**Your task:** Pull out every line of the records below that contains the string "plaid". Matches must agree in case.

□ □ □

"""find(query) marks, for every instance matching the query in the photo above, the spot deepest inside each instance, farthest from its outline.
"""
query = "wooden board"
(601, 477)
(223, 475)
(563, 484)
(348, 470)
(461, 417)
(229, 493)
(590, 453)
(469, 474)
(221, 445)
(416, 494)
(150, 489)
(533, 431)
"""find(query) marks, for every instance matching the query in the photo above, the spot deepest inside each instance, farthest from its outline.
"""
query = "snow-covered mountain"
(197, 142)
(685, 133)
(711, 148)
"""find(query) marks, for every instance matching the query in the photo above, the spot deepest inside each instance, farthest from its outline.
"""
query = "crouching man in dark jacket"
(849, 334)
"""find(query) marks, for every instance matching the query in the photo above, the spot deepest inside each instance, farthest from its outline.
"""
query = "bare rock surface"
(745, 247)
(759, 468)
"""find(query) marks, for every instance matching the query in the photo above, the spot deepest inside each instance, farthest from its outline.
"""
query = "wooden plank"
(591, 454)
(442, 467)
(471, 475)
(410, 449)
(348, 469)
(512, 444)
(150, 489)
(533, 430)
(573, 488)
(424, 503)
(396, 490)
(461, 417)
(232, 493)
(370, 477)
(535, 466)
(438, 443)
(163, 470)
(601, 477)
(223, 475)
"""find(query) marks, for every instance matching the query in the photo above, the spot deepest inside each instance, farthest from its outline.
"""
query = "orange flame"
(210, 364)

□ □ □

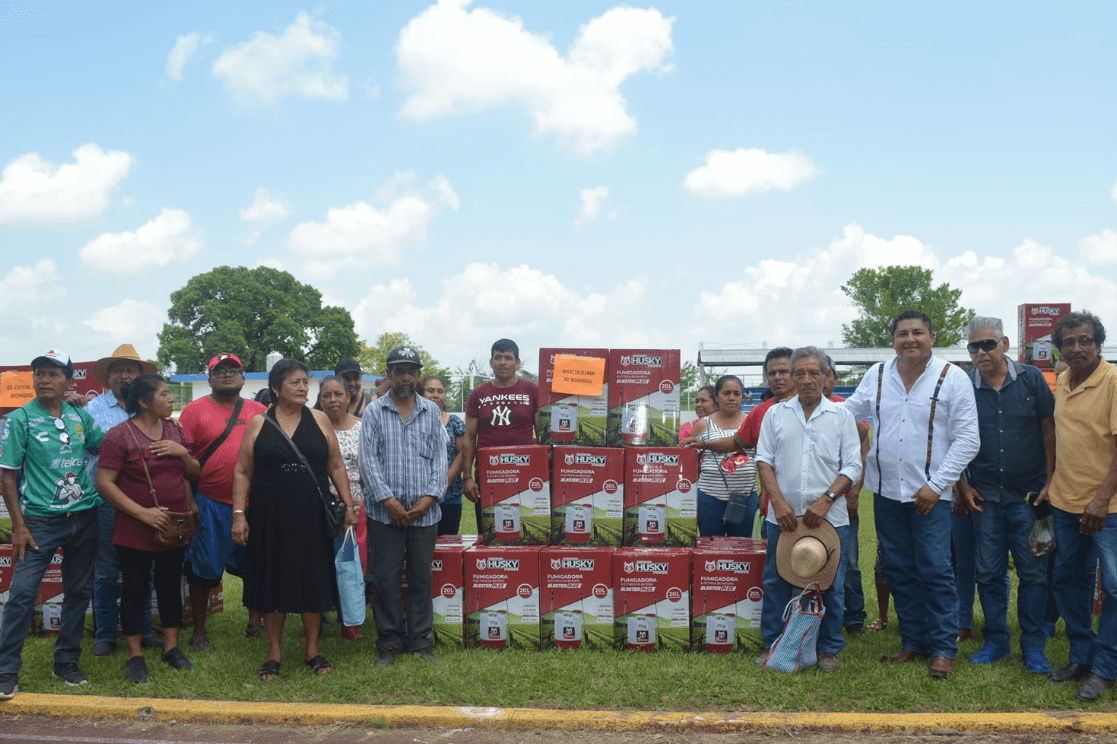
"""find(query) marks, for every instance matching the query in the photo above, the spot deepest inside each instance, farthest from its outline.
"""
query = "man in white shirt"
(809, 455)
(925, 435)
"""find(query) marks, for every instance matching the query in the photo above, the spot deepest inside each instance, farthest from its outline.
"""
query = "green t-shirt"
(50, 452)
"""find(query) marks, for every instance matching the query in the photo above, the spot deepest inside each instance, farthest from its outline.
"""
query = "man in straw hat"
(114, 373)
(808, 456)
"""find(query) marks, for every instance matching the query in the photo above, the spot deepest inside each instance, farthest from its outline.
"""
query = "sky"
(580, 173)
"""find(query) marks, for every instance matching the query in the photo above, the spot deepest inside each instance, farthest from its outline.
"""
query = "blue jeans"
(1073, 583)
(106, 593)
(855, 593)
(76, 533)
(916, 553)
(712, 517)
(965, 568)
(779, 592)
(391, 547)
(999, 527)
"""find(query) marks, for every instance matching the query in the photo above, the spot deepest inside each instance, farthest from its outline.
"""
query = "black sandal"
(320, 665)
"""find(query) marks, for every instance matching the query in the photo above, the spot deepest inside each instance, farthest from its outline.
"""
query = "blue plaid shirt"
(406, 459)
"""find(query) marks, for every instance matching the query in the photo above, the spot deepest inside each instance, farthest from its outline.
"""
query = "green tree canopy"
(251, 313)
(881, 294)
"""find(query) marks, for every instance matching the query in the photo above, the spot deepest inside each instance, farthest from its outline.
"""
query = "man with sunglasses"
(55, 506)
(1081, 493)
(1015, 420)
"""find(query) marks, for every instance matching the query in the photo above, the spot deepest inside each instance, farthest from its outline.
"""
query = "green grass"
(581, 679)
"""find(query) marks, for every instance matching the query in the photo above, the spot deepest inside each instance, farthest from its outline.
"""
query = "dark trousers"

□ □ □

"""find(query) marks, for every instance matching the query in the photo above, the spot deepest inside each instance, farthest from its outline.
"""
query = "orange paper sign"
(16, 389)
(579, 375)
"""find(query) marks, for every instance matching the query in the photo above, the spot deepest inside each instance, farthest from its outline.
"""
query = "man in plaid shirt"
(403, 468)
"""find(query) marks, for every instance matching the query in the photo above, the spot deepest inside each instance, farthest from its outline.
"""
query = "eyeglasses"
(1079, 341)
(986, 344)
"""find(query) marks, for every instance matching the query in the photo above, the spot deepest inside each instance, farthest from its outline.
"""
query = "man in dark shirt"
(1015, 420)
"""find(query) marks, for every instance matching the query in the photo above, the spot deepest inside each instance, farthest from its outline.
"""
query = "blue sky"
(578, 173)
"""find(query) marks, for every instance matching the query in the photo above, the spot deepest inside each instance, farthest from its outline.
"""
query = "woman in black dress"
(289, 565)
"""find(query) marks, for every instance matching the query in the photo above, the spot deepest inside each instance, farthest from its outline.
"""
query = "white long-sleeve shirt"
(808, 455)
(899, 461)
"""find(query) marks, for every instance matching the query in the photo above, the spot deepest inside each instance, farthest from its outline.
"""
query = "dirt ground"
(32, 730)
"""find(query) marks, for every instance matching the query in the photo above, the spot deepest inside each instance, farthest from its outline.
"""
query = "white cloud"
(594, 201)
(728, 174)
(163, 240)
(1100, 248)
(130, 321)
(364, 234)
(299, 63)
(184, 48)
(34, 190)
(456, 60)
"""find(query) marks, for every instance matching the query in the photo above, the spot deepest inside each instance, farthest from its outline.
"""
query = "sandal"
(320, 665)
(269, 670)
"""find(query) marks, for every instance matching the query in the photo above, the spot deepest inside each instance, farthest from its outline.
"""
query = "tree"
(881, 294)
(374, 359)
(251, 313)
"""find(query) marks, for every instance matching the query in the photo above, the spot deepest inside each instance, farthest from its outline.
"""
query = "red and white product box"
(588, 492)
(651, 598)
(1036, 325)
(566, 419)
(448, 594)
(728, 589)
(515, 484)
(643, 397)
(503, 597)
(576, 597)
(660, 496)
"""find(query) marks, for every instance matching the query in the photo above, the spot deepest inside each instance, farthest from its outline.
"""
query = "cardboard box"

□ □ □

**Task answer:**
query = "blue plaid shirt"
query = "man in plaid shirt"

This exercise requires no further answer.